**Task statement:**
Which lines of the data below contain the string "dark"? Select each one and copy it out, treating uppercase and lowercase as different.

--- Begin Rows ---

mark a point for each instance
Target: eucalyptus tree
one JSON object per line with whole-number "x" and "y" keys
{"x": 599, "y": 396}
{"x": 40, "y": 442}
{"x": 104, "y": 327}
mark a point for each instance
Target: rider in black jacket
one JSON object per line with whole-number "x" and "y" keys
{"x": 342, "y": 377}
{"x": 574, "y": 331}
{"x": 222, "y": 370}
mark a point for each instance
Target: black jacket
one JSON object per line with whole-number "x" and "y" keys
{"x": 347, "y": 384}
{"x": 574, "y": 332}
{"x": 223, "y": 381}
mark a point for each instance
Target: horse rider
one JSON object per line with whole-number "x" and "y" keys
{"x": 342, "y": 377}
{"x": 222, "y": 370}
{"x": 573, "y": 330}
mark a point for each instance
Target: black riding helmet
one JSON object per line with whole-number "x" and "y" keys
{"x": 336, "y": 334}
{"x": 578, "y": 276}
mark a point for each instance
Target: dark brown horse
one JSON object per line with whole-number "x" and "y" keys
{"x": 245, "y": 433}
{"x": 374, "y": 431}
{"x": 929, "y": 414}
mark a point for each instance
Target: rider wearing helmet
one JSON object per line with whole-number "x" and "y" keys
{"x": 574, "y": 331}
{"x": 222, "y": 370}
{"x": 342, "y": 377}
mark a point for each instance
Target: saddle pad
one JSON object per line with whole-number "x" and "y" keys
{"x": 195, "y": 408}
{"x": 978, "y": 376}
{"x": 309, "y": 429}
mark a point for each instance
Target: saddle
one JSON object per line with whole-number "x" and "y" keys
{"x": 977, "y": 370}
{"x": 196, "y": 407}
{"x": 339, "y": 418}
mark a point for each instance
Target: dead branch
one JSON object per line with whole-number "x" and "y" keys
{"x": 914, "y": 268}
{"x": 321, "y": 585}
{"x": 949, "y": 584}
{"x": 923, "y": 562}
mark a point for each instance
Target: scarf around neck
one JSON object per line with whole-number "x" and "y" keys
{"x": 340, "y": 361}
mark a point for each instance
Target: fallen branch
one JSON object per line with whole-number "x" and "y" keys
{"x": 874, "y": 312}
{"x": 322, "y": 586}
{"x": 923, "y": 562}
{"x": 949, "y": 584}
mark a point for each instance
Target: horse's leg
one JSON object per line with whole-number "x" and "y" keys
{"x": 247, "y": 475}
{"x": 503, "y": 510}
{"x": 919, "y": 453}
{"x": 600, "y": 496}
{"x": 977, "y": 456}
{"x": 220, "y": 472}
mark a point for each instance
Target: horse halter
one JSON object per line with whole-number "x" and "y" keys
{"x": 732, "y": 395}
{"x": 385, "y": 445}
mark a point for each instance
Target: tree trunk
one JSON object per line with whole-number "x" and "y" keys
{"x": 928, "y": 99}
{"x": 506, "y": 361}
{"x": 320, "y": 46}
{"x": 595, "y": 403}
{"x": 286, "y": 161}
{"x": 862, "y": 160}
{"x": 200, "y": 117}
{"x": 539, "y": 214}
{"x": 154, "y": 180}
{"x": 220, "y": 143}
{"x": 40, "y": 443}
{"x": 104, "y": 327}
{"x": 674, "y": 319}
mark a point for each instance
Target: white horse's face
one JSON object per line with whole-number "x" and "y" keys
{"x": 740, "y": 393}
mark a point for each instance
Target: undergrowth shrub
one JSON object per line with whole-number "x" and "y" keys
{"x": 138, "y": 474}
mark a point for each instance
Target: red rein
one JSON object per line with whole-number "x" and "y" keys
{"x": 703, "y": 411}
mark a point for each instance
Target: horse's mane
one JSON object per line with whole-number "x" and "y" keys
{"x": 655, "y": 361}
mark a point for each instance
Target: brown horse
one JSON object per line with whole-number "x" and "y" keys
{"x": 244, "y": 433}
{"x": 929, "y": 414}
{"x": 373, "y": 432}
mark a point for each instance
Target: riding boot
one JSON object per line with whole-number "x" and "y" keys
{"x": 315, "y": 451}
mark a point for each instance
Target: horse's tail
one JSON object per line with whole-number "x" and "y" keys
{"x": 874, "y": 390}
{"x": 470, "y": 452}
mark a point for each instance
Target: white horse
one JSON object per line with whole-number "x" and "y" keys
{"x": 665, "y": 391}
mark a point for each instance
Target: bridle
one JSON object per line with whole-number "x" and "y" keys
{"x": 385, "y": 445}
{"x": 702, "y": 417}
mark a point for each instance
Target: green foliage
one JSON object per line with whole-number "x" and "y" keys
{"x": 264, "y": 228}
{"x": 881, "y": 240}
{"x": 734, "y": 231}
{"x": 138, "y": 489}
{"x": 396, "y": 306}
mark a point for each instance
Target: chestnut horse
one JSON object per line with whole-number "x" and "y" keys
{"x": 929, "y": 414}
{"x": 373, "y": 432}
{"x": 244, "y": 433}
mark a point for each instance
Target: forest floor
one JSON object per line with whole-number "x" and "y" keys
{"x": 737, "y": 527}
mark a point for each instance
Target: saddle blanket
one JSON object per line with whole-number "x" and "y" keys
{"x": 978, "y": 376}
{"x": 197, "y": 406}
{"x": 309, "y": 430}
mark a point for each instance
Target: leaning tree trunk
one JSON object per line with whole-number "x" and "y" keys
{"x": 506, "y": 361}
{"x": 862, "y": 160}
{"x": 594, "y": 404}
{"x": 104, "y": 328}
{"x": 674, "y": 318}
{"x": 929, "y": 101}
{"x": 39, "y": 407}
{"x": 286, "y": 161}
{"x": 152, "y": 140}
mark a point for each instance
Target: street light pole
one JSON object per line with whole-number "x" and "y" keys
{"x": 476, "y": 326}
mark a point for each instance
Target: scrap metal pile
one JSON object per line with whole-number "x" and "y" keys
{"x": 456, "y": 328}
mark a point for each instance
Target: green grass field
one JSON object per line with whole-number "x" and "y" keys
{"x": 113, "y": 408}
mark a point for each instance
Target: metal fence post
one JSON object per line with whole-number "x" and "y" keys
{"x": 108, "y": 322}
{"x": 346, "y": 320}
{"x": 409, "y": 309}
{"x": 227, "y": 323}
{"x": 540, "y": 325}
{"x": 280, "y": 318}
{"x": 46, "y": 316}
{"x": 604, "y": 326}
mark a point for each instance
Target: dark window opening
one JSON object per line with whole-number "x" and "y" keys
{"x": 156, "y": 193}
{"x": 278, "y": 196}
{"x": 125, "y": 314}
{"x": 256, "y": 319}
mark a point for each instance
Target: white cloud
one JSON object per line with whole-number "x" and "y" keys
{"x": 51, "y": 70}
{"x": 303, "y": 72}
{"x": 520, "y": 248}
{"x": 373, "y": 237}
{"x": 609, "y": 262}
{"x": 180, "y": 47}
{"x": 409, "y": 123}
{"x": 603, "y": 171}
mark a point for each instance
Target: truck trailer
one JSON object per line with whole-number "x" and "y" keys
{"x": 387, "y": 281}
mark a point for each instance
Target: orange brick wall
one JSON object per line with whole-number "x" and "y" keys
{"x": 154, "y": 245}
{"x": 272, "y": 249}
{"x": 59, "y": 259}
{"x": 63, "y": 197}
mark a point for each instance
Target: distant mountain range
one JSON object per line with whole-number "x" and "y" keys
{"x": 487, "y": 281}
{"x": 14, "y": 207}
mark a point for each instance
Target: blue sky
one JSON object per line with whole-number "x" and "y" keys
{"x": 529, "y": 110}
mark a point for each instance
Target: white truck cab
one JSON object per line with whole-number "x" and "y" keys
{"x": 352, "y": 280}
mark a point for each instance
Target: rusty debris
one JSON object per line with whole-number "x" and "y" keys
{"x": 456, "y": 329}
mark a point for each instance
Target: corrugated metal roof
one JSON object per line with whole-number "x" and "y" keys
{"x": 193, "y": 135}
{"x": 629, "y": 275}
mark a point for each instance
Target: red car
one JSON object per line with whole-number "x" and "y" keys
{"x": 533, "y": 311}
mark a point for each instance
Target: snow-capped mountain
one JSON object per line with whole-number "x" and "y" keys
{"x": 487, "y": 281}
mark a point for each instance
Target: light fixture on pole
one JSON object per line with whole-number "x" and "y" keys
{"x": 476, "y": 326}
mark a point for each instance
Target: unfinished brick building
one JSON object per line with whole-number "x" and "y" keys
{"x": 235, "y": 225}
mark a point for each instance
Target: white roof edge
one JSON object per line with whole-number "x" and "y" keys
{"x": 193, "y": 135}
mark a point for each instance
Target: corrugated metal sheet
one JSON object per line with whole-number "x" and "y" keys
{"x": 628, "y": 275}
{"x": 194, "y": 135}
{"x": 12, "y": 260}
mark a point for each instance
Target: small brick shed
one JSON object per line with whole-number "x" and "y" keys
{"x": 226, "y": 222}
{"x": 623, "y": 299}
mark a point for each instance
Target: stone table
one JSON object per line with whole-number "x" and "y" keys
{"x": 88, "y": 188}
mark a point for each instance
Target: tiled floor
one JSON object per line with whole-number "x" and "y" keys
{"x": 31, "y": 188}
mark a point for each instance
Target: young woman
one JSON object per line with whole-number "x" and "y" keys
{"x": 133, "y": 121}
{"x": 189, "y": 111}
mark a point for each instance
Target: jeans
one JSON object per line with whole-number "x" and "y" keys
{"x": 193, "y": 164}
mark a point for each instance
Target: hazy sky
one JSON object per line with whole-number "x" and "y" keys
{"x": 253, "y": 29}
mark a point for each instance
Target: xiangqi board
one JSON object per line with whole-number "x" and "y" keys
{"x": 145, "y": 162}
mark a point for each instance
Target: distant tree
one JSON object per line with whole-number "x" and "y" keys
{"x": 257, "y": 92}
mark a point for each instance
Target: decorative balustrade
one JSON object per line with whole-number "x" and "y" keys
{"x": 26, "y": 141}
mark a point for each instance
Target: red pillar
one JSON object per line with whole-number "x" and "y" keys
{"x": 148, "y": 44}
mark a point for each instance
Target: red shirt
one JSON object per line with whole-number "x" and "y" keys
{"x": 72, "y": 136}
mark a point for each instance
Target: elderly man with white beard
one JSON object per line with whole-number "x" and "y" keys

--- End Rows ---

**Correct output:**
Target: dark brown horse
Target: dark window opening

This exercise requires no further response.